Texto de origen:
──────────
# Weekend roll - Desierto de los Leones



## Psycho Marco (Nov 7, 2008)

Estimados, 

Retomando el deporte este sábado, les comento que fui al DLL, donde hacía frio y además había un buen de neblina.

Todo estuvo muy bien, incluyendo la empapada de regreso, cuando comenzó a llover faltando 10 minutos para llegar al coche. El resultado, acabamos empapados pero contentos, la verdad la experiencia de que te vaya lloviendo estuvo divertida. 

saludos 

Marco


----------



## Warp (May 24, 2004)

Siempre me ha parecido hermoso el Desierto en esa epoca del año. Felicidades!


----------



## brunomu (Jul 5, 2009)

Hoy


----------



## doccoraje (Jan 12, 2004)

Muy buenas fotos, en pleno Marzo y con nieve.


----------



## Warp (May 24, 2004)

brunomu said:


> Hoy


Hermosas fotos!!

Que envidia... aca no tenemos montañas y nos cagamos de calor todo el año, jaja.


----------



## the last biker (Oct 12, 2005)

Warp said:


> Hermosas fotos!!
> 
> Que envidia... aca no tenemos montañas y nos cagamos de calor todo el año, jaja.


-------------------------------------------------------------------

Pues hay que solicitar una inmediata transferencia a Suiza o Austria , allá si hay montañas y se calabacean pero de frío buena parte del año


----------
──────────
Tareas:
1) Transcribe del hilo sobre el Desierto de los Leones el fragmento que comienza con las palabras que contienen "Todo estuvo muy" y termina con "lloviendo estuvo divertida.".
2) Según el hilo sobre el Desierto de los Leones, ¿cuánto faltaba para llegar al coche cuando empezó a llover?
Las entradas no intervienen en nada de esto.

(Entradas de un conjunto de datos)
──────────
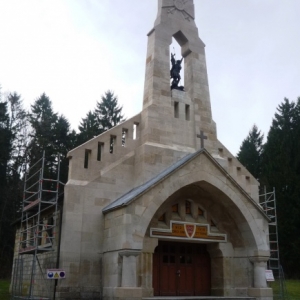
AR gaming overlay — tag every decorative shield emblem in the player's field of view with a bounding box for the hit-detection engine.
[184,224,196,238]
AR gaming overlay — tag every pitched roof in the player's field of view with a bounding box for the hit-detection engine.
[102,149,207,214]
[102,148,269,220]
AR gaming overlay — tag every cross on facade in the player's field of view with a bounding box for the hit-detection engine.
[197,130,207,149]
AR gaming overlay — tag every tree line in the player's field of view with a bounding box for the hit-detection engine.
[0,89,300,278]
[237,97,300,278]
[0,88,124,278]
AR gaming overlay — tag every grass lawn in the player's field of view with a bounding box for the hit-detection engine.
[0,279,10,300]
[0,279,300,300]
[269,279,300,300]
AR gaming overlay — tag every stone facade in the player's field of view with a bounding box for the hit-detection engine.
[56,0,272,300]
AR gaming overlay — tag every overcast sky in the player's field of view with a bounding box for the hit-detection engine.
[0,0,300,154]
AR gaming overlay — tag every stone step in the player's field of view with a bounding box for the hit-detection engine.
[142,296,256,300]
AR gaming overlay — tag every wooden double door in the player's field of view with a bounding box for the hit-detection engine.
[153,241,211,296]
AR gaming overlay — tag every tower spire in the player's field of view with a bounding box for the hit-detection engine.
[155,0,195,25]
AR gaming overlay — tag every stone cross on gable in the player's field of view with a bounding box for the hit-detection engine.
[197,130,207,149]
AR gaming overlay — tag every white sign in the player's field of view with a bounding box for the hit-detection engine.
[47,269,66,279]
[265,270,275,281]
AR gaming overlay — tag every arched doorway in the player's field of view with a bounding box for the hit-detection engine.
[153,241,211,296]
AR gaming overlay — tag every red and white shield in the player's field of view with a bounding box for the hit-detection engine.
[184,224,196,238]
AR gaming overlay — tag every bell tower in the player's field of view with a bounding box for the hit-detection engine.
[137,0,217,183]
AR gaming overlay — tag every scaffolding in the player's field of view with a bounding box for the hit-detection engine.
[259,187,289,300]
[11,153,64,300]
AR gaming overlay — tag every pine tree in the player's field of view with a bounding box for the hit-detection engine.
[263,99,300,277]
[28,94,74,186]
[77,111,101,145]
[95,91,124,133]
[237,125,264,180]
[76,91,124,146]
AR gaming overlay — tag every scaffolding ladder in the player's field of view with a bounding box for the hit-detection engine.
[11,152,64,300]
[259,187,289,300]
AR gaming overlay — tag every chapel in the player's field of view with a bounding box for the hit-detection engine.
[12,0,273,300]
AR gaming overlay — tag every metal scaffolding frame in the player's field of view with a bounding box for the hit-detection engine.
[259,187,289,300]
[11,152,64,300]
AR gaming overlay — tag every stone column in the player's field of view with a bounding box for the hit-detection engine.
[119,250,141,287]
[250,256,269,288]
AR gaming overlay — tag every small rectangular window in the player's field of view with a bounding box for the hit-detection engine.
──────────
Soluciones:
1)
Todo estuvo muy bien, incluyendo la empapada de regreso, cuando comenzó a llover faltando 10 minutos para llegar al coche. El resultado, acabamos empapados pero contentos, la verdad la experiencia de que te vaya lloviendo estuvo divertida.

2) Faltaban 10 minutos para llegar al coche.